"""

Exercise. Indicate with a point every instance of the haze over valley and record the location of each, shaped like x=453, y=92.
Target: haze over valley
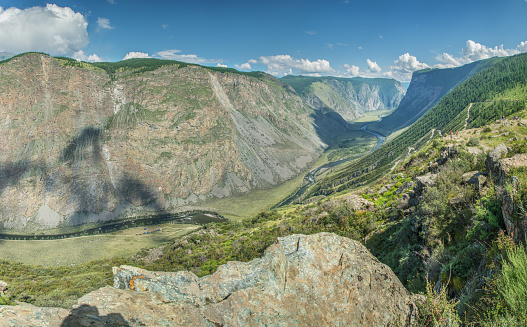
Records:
x=324, y=159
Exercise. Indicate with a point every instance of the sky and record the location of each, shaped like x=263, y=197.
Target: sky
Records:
x=346, y=38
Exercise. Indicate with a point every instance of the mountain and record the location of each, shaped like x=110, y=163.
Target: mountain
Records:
x=94, y=142
x=426, y=89
x=349, y=97
x=6, y=55
x=486, y=96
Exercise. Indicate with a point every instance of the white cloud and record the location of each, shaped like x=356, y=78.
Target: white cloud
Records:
x=404, y=67
x=104, y=23
x=474, y=51
x=245, y=66
x=52, y=29
x=131, y=55
x=351, y=70
x=281, y=65
x=81, y=56
x=373, y=66
x=190, y=58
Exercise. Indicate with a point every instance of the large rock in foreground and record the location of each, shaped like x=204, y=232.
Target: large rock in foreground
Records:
x=316, y=280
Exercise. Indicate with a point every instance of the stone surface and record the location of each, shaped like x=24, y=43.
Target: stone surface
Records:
x=475, y=178
x=315, y=280
x=78, y=146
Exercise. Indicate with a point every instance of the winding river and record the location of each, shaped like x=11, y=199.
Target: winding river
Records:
x=196, y=218
x=310, y=177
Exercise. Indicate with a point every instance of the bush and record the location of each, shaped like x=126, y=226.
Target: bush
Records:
x=512, y=284
x=437, y=310
x=473, y=141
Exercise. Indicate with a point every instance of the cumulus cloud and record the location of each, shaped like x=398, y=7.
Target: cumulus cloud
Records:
x=190, y=58
x=104, y=23
x=52, y=29
x=81, y=56
x=474, y=51
x=131, y=55
x=245, y=66
x=281, y=65
x=373, y=66
x=351, y=70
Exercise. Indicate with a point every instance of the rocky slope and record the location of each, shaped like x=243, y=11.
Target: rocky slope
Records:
x=349, y=97
x=426, y=89
x=81, y=144
x=321, y=279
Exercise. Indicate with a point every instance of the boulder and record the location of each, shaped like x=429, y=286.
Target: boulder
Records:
x=475, y=178
x=492, y=162
x=316, y=280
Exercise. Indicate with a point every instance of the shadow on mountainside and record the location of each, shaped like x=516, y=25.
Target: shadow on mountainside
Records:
x=81, y=179
x=87, y=315
x=329, y=125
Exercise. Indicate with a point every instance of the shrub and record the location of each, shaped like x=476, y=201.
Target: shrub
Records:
x=473, y=141
x=512, y=284
x=437, y=310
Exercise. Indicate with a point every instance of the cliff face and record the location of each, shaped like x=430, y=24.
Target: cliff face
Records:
x=349, y=97
x=320, y=279
x=426, y=89
x=79, y=145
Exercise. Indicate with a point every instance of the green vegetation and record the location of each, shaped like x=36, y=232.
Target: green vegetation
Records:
x=504, y=75
x=433, y=81
x=80, y=250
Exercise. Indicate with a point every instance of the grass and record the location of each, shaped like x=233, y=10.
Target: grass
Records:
x=237, y=208
x=83, y=249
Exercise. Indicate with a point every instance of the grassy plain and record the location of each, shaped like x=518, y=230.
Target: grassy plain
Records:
x=77, y=250
x=237, y=208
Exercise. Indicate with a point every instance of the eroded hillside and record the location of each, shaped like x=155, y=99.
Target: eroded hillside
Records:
x=82, y=144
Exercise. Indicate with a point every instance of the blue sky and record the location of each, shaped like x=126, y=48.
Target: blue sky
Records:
x=374, y=38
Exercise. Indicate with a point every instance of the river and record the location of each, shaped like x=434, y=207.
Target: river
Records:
x=310, y=177
x=196, y=218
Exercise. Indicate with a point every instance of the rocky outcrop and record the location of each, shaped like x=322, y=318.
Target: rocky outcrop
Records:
x=316, y=280
x=349, y=97
x=475, y=178
x=513, y=211
x=493, y=164
x=81, y=145
x=426, y=89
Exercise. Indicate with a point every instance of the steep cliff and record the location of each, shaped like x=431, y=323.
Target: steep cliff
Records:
x=426, y=89
x=82, y=144
x=349, y=97
x=301, y=280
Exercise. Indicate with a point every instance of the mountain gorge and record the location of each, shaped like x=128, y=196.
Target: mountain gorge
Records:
x=349, y=97
x=82, y=143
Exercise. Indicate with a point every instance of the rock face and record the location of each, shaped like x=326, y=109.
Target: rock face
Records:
x=509, y=185
x=81, y=144
x=316, y=280
x=426, y=89
x=349, y=97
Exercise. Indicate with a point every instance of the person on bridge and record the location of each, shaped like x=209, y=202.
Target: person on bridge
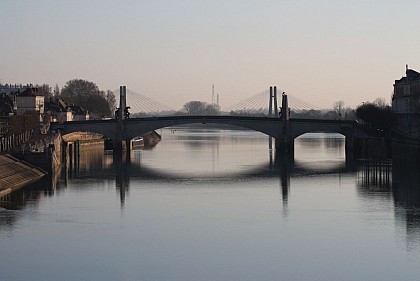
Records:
x=126, y=113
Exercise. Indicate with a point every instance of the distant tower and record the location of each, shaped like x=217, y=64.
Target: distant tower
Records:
x=212, y=95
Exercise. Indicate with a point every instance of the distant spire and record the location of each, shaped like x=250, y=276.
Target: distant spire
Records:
x=212, y=94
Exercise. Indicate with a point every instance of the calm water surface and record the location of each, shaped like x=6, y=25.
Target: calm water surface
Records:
x=217, y=205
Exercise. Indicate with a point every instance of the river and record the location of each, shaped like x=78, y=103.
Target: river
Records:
x=207, y=204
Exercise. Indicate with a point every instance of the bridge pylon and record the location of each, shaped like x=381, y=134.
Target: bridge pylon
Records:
x=120, y=142
x=272, y=105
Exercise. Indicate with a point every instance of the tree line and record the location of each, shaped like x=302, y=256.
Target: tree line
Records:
x=376, y=114
x=85, y=94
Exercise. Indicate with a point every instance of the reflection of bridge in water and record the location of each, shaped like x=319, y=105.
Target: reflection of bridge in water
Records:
x=277, y=166
x=278, y=125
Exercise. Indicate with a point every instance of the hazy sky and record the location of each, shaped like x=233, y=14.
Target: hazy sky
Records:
x=319, y=51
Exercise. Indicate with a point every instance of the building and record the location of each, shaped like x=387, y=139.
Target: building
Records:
x=30, y=101
x=406, y=104
x=60, y=111
x=6, y=105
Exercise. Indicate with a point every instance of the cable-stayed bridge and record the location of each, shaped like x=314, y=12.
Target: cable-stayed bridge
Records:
x=276, y=124
x=145, y=105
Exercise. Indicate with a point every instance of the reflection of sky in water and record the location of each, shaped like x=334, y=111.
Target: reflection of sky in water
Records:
x=230, y=225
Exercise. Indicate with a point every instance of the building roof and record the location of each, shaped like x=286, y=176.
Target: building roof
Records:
x=411, y=75
x=29, y=92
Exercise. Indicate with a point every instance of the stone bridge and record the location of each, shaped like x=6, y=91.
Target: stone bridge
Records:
x=283, y=131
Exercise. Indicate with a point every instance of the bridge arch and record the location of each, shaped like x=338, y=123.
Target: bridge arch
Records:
x=137, y=127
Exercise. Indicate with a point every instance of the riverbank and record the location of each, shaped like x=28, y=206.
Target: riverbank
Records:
x=15, y=174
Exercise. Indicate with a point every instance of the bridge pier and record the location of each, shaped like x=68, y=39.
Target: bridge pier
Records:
x=285, y=147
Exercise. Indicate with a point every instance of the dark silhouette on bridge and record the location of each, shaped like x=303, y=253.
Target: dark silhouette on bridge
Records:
x=278, y=126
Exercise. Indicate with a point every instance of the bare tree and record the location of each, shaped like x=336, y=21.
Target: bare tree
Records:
x=56, y=91
x=45, y=90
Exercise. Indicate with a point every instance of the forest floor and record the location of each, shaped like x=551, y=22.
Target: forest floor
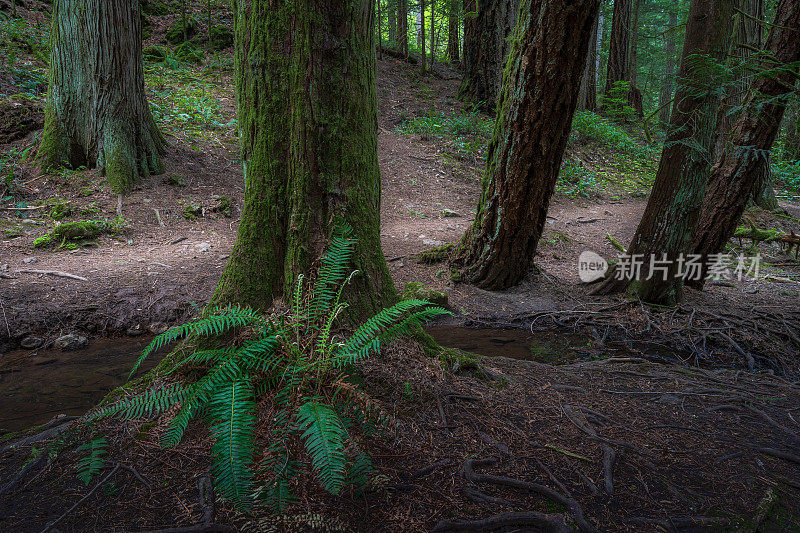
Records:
x=684, y=419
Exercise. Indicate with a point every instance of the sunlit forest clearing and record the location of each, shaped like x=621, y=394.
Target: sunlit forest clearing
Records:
x=399, y=265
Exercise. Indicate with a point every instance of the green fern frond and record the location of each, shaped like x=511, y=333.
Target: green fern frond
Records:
x=213, y=325
x=232, y=411
x=151, y=401
x=323, y=435
x=91, y=464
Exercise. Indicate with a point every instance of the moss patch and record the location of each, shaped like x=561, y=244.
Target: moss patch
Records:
x=418, y=291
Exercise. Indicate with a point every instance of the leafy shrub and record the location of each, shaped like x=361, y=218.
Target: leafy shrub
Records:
x=594, y=127
x=470, y=132
x=297, y=362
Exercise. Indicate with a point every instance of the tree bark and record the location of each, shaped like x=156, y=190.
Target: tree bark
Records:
x=391, y=9
x=453, y=27
x=668, y=82
x=587, y=97
x=536, y=106
x=305, y=86
x=96, y=113
x=423, y=63
x=738, y=166
x=620, y=59
x=402, y=27
x=668, y=224
x=486, y=50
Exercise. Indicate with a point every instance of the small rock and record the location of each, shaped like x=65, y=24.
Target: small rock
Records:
x=71, y=342
x=31, y=342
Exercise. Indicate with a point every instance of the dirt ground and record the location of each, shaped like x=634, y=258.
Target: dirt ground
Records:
x=680, y=419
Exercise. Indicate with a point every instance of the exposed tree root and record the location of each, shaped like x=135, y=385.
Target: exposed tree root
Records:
x=527, y=519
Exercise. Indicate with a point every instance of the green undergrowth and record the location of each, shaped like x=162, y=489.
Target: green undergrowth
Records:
x=186, y=104
x=24, y=54
x=70, y=235
x=468, y=131
x=298, y=366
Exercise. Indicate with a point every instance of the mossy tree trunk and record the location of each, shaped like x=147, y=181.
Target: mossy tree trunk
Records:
x=667, y=83
x=96, y=113
x=402, y=27
x=621, y=67
x=305, y=85
x=668, y=224
x=453, y=30
x=738, y=167
x=485, y=50
x=535, y=110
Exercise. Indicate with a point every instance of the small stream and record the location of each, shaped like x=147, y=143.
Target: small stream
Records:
x=36, y=385
x=542, y=346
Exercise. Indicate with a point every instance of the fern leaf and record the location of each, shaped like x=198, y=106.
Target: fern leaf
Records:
x=334, y=269
x=145, y=404
x=232, y=409
x=212, y=325
x=91, y=464
x=323, y=435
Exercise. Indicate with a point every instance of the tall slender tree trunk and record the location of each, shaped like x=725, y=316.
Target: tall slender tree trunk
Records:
x=423, y=63
x=96, y=113
x=486, y=51
x=305, y=86
x=433, y=32
x=402, y=27
x=469, y=48
x=587, y=97
x=536, y=106
x=453, y=33
x=668, y=82
x=667, y=226
x=620, y=57
x=391, y=10
x=738, y=167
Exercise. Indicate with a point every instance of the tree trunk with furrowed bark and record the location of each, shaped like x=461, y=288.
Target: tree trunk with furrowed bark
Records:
x=305, y=85
x=739, y=166
x=668, y=224
x=96, y=115
x=535, y=110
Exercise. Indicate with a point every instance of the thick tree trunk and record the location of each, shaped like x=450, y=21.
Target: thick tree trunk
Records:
x=738, y=167
x=305, y=85
x=536, y=106
x=453, y=33
x=96, y=113
x=620, y=59
x=486, y=51
x=402, y=27
x=668, y=82
x=587, y=99
x=667, y=226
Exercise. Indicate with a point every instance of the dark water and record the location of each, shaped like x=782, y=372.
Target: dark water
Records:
x=36, y=385
x=542, y=346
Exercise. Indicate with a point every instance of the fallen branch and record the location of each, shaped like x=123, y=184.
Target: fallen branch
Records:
x=56, y=273
x=533, y=521
x=574, y=507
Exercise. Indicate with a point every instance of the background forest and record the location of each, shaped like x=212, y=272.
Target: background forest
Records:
x=314, y=265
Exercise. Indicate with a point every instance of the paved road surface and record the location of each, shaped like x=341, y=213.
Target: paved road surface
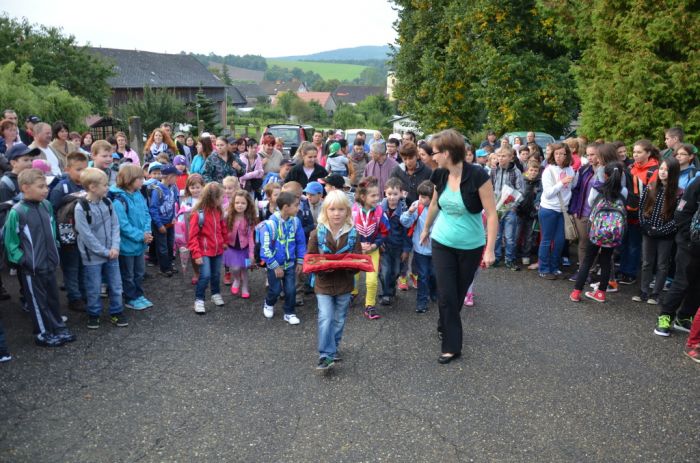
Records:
x=542, y=379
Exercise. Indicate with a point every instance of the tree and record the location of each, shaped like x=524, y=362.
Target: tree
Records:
x=637, y=69
x=156, y=105
x=203, y=109
x=466, y=64
x=17, y=91
x=57, y=58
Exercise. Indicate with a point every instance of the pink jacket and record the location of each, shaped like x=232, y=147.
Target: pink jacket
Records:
x=245, y=236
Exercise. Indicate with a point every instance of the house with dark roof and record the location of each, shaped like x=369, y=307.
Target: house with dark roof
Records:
x=353, y=94
x=181, y=73
x=253, y=93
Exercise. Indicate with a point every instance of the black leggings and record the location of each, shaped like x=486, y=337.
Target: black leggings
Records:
x=604, y=260
x=454, y=272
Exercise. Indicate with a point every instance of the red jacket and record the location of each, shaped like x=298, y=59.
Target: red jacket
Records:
x=210, y=239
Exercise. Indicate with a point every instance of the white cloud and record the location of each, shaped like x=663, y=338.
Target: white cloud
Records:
x=266, y=27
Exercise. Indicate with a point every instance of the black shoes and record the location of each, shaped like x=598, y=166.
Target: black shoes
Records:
x=444, y=359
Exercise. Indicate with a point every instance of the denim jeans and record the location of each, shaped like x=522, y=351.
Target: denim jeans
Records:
x=3, y=342
x=508, y=227
x=73, y=273
x=275, y=285
x=631, y=250
x=165, y=243
x=132, y=270
x=552, y=243
x=427, y=286
x=389, y=268
x=93, y=279
x=209, y=272
x=332, y=311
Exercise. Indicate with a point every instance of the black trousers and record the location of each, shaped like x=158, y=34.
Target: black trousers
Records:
x=677, y=292
x=41, y=292
x=454, y=272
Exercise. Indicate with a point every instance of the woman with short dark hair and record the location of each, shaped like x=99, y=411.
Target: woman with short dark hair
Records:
x=462, y=192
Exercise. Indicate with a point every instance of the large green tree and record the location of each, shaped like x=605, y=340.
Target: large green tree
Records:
x=474, y=63
x=57, y=58
x=637, y=65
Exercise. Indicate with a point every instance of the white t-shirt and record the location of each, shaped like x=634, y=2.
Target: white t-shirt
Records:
x=52, y=159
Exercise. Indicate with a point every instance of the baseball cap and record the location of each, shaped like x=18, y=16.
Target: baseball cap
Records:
x=313, y=188
x=335, y=180
x=19, y=150
x=169, y=170
x=334, y=148
x=154, y=166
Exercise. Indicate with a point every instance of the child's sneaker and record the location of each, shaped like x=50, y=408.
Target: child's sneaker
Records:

"""

- **Work task**
Every line containing the string "outcrop" in the entries should be counted; give the resulting number and nothing else.

- **Written reply**
2